LISTED RECORDS ▸
※
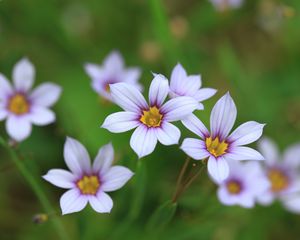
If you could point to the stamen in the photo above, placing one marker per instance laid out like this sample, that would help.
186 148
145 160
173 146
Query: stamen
215 147
152 117
89 185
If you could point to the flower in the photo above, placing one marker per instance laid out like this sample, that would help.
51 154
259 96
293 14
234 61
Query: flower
152 121
243 185
112 71
183 85
23 107
217 145
223 5
86 182
283 174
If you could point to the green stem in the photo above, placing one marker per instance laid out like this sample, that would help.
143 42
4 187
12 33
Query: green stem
37 189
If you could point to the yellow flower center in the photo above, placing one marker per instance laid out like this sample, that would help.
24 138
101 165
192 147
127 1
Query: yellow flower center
279 181
152 117
233 187
89 185
18 104
215 147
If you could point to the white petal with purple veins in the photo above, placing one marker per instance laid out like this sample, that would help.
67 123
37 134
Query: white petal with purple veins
178 108
76 157
115 178
128 97
23 75
101 203
222 117
195 148
143 141
167 134
72 201
246 133
121 122
60 178
158 91
218 169
46 94
18 128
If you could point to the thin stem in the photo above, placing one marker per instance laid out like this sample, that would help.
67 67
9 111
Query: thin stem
※
WHAT YOU NEED TO DO ▸ For the listing above, state how many lines hold the string "thin", giving the number alone.

ANSWER FOR THE TASK ▸ 2